**Document segment**:

◆ ◆ ◆ ◆

What neither of the two know is that Atoe has suffered a compound fracture in one of the middle metacarpal bones in his hand. Atoe finished the game, though he only tallied two more assisted tackles. Following the game, Atoe took his glove off, and looked down to see bone sticking out.
"He finally took the gloves off, and you could see it, and we said ‘Maybe we should get this taken care of,'" Tulloch laughs. "He's a beast."
That's just the kind of player Atoe was for Tulloch for these past two years. It's the exact type of player Tulloch knew he was getting when his former player – Phil Jordan – called him on the eve of classes in 2011 and told him that his younger brother – Atoe – could use a landing spot.
"I've got a great rapport with Phil. I always keep in touch with Phil, and Phil called and told me about Sam's situation and said, ‘Would you be interested in talking to him?' I said, ‘Absolutely.' It just kind of worked out," Tulloch says. "I took a look at him, I watched him on tape, and we talked. I said we wanted him to play defense, and he was working out with Santa Rosa, and they wanted him to play offense, and I guess he wanted to play on the defensive side of the ball. He had to make a quick decision, because we were starting classes.
"We were starting school the next day, and Sam had to kind of take a leap of faith, but he knew our program, kind of grew up around our program, with Phil playing here. He wanted to play on defense, and it just ended up being a great fit."
That leap of faith paid off for both player and coach, as Atoe became one of the emotional leaders for the Bulldogs, a role cemented by the fact that, despite missing the final two games with the broken hand (Atoe refused to sit out the next game against rival and eventual CCCAA state champion Butte CC, against whom he returned a kickoff for 15 yards and tallied three tackle, one tackle for loss, one sack and one fumble recovery), he won the team's Most Inspirational award on Monday night.
"He's an amazing young man," says Tulloch. "Forget Sam as a football player; he's just a great person. He's a leader. I try to bring my little kids around him as much as possible, and I hope they can grow up to be like him. He carries himself like a professional. He works his tail off. He has great energy all the time. He does everything right."

◆ ◆ ◆ ◆

Stored items from a collection:

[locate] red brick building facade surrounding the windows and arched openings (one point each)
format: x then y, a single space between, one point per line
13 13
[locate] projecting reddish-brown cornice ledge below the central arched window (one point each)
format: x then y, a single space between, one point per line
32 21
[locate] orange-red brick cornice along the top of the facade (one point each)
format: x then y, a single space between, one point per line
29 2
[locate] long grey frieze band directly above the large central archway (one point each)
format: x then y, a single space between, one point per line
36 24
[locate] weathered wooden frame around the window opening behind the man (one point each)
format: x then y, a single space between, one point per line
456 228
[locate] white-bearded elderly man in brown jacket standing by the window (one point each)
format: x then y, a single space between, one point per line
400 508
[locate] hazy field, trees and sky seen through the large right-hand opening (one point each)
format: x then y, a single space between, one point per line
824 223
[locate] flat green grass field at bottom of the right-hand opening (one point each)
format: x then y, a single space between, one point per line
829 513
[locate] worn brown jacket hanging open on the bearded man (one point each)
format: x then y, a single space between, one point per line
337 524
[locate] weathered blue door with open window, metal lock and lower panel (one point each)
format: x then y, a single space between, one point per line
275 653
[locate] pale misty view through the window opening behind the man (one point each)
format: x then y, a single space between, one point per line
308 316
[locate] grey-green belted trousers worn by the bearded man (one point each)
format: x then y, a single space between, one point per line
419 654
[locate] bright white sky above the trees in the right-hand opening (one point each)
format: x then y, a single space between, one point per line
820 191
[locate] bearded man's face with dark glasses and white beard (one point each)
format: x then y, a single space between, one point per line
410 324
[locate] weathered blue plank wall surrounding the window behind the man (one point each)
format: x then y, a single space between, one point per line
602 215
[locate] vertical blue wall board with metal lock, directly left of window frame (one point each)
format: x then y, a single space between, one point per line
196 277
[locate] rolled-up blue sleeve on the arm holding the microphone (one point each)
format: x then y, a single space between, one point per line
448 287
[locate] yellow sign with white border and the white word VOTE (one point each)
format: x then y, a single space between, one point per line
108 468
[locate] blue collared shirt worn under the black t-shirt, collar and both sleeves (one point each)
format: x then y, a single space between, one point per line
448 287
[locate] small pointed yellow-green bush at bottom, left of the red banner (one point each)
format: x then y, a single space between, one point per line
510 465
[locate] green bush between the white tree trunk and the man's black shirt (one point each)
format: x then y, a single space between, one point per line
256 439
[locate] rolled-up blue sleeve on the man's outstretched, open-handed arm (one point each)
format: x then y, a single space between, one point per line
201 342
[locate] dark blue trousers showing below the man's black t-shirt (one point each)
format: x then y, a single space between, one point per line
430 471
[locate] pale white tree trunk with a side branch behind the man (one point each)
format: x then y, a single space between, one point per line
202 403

◆ ◆ ◆ ◆

**Tasks to complete**:
A. Sum up the article about Sam Atoe in two sentences.
B. Carry on the article about Sam Atoe from the end of its final paragraph.

**Answers by item**:
A. Sam Atoe finished a game with a compound fracture in a metacarpal bone of his hand, and although he missed the final two games with the injury, he won the Bulldogs' Most Inspirational award. Coach Tulloch, who brought Atoe in to play defense after his brother Phil Jordan called on the eve of classes in 2011, praises him as a leader and a great person.

B.
Atoe returned nine kickoffs for 267 yards and four punts for 27 yards as a sophomore for the Bulldogs, and on defense, racked up 41 tackles, 3.5 sacks, a team-leading 11.5 tackles for loss and one pass breakup.
"Sam, flat-out, he's a ballplayer. You can put Sam anywhere. You can put him at running back, you can put him at receiver, you can put him at DB, he's returned kicks, he's returned punts, he's covered punts, he's covered kicks, he drove the bus to away games – I think he did it all," Tulloch says. "Sam, seriously, he can play anywhere on our team and make us better."
Atoe has been around the field quite a bit since his days at Santa Rosa (Calif.) Maria Carrillo. He's played in the defensive backfield, tailback, inside linebacker and outside linebacker. He's found a home, though, at a position that takes advantage of all of his attributes.
"He played our Pit safety, he played free safety, he played nickel, he played dime. He played a little bit of everything for us," says Tulloch. "He played mostly down in the box or on the edge of the box for us this year, so he's comfortable doing it, and I think, at the next level, that's where he's going to excel. You see NFL teams going with less linebackers and more hybrid guys – guys that are athletic enough to play DB, but physical enough to play in the box. Sam's like that. If there's a guy that I would compare him to, he's got a little bit of Rodney Harrison in him. He's about that same size, he's got the same build."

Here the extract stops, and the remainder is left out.